--- start of Data for processing ---

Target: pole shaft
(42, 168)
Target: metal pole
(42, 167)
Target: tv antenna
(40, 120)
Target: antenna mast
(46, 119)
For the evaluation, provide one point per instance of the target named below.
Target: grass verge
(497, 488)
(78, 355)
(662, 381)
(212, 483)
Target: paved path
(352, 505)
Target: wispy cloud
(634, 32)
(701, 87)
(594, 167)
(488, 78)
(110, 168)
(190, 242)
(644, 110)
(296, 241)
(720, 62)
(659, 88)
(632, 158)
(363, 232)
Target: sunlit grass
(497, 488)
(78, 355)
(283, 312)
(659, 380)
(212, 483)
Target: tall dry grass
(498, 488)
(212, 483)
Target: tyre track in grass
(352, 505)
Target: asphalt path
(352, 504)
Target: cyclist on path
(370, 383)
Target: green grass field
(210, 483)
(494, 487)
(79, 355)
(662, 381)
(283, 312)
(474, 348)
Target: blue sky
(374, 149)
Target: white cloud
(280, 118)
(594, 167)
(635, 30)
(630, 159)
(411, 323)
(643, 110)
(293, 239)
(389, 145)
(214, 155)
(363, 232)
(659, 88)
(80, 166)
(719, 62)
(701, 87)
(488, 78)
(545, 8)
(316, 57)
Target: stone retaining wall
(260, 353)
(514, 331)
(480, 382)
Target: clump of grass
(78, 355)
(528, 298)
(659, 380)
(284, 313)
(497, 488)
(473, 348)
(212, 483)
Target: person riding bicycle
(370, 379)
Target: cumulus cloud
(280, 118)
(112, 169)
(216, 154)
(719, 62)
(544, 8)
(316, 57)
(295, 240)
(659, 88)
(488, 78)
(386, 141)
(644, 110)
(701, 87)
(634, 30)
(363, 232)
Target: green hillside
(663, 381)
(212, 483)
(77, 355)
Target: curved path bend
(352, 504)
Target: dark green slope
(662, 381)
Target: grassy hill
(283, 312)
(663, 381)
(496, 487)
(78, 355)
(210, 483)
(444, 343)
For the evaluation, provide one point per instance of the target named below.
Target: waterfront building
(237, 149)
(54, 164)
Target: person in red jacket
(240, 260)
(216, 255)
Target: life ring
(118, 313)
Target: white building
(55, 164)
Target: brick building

--- end of Data for processing ---

Reproduce every item above word for word, from the first line to the last.

• **Complete response**:
Target: pole shaft
(42, 168)
Target: metal pole
(42, 167)
Target: tv antenna
(40, 120)
Target: antenna mast
(46, 119)
For the evaluation, provide one point per instance of the target named below.
Target: grass verge
(497, 488)
(78, 355)
(662, 381)
(212, 483)
Target: paved path
(352, 505)
Target: wispy cloud
(634, 32)
(701, 87)
(594, 167)
(488, 78)
(110, 168)
(190, 242)
(644, 110)
(296, 241)
(720, 62)
(659, 88)
(632, 158)
(363, 232)
Target: sunlit grass
(497, 488)
(78, 355)
(283, 312)
(659, 380)
(212, 483)
Target: tall dry grass
(498, 488)
(212, 483)
Target: tyre track in grass
(352, 505)
Target: asphalt path
(352, 504)
Target: cyclist on path
(370, 383)
Target: green grass field
(210, 483)
(494, 487)
(79, 355)
(662, 381)
(283, 312)
(474, 348)
Target: blue sky
(374, 149)
Target: white cloud
(280, 118)
(594, 167)
(635, 30)
(630, 159)
(411, 323)
(643, 110)
(293, 239)
(389, 145)
(214, 155)
(363, 232)
(659, 88)
(80, 166)
(719, 62)
(701, 87)
(488, 78)
(545, 8)
(316, 57)
Target: stone retaining wall
(260, 353)
(514, 331)
(480, 382)
Target: clump of grass
(78, 355)
(528, 298)
(659, 380)
(284, 313)
(497, 488)
(473, 348)
(212, 483)
Target: person riding bicycle
(370, 379)
Target: cumulus cloud
(280, 118)
(112, 169)
(216, 154)
(719, 62)
(544, 8)
(316, 57)
(295, 240)
(659, 88)
(488, 78)
(386, 141)
(644, 110)
(701, 87)
(634, 30)
(363, 232)
Target: green hillside
(663, 381)
(212, 483)
(77, 355)
Target: curved path bend
(352, 504)
Target: dark green slope
(662, 381)
Target: grassy hill
(283, 312)
(663, 381)
(496, 487)
(78, 355)
(210, 483)
(444, 343)
For the evaluation, provide one point per instance of the target named below.
Target: waterfront building
(237, 149)
(54, 164)
Target: person in red jacket
(240, 260)
(216, 255)
Target: life ring
(118, 313)
Target: white building
(55, 164)
Target: brick building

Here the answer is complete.